* Provided records
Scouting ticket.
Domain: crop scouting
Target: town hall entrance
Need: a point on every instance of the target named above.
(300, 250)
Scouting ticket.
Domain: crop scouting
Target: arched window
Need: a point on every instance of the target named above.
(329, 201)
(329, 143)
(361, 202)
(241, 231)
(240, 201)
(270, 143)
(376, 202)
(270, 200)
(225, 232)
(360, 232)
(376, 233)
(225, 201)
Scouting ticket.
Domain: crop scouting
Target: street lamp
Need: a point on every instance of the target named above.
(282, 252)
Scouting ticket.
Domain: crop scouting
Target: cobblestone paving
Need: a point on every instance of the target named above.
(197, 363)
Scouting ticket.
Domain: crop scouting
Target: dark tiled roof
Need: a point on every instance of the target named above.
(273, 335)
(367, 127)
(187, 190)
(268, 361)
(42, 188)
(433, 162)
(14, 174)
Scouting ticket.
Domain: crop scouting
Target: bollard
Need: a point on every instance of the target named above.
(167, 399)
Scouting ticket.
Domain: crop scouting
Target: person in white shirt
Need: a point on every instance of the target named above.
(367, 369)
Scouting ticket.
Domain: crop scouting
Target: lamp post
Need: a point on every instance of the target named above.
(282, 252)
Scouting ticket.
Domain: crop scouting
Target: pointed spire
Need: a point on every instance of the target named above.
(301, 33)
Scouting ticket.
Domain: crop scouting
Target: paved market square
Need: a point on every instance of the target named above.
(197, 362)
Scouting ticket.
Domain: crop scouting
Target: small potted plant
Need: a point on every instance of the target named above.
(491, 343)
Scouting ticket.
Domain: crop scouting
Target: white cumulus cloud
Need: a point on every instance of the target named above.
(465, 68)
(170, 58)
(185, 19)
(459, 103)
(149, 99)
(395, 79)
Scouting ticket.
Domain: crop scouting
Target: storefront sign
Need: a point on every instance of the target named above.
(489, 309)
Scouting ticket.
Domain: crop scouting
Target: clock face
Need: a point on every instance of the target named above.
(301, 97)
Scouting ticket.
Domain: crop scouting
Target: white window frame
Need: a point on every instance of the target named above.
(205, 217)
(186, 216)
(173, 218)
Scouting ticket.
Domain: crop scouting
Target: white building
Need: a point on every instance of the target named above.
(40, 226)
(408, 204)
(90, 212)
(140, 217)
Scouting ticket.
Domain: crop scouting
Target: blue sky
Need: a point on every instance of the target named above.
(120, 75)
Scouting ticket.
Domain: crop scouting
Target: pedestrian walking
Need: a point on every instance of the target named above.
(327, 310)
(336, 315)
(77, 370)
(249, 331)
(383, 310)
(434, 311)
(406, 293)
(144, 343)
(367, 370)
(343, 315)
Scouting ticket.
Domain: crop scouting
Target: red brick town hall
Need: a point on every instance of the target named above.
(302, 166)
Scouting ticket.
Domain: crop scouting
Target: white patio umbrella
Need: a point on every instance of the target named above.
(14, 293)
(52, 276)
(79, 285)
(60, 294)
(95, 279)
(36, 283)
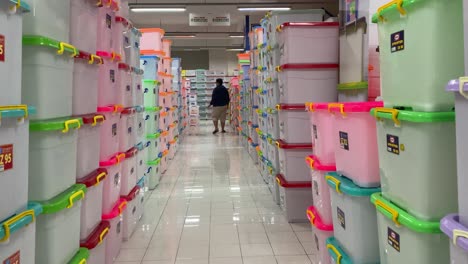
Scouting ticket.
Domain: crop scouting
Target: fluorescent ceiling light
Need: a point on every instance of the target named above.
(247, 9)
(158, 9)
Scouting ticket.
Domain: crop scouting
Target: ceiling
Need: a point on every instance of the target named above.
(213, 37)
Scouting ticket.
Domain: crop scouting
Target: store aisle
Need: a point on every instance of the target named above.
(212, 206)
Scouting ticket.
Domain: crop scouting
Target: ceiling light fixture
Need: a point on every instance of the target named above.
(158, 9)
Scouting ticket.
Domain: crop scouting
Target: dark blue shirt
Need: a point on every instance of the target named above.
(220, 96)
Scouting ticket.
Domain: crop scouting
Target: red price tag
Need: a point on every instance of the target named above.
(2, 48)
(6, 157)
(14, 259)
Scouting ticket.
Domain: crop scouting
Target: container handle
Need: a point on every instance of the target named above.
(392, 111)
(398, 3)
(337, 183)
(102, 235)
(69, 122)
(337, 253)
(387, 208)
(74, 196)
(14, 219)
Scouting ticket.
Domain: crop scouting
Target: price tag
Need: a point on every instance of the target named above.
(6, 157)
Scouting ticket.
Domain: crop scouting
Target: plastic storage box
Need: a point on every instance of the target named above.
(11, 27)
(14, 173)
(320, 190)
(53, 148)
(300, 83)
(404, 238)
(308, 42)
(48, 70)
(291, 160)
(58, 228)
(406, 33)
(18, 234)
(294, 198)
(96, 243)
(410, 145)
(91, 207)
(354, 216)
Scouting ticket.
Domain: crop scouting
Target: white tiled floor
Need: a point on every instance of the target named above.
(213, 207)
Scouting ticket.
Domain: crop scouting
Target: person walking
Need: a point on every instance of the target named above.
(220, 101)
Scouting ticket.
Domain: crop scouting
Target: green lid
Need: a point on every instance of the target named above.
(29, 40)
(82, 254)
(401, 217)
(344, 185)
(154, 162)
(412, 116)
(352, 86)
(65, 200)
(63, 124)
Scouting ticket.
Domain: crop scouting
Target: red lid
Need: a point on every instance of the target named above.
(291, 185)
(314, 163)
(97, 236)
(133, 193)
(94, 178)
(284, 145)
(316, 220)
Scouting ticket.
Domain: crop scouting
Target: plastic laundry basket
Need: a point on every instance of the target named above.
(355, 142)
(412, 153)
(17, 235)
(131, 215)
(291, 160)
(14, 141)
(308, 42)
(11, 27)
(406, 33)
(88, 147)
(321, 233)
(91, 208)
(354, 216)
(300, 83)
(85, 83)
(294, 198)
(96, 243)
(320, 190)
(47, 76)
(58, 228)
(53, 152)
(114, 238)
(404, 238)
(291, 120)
--
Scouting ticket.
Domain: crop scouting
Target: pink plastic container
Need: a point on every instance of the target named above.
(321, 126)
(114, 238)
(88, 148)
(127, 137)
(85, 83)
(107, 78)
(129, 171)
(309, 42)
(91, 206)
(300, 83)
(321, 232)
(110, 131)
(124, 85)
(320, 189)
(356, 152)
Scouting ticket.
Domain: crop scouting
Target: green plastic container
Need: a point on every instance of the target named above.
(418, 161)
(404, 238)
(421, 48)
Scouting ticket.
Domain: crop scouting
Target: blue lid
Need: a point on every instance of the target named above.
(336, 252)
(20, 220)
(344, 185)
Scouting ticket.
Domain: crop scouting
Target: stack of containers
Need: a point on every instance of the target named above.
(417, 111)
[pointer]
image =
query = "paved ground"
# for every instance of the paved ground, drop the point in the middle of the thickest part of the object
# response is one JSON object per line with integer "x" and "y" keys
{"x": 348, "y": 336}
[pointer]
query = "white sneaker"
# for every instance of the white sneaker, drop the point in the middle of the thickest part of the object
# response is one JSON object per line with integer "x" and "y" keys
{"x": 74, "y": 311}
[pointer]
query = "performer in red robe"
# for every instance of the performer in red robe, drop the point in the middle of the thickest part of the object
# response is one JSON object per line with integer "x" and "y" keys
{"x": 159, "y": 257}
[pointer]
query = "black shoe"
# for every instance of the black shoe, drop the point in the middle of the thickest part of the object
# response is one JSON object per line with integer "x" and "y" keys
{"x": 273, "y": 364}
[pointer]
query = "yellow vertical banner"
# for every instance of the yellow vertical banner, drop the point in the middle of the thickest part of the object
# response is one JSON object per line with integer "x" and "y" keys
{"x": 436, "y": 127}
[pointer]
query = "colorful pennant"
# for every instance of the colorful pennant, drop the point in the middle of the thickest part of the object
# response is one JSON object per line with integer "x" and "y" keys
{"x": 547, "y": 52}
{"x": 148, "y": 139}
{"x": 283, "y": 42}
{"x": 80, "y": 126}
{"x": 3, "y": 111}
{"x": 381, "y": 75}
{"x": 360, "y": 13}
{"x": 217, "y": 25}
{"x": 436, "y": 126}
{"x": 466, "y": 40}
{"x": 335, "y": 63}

* Try it
The answer must be every line of the listing that holds the word "banner".

* Solution for this problem
query = "yellow vertical banner"
# for every instance of the yellow vertical banner, drop the point in the middle of the thickest part of the object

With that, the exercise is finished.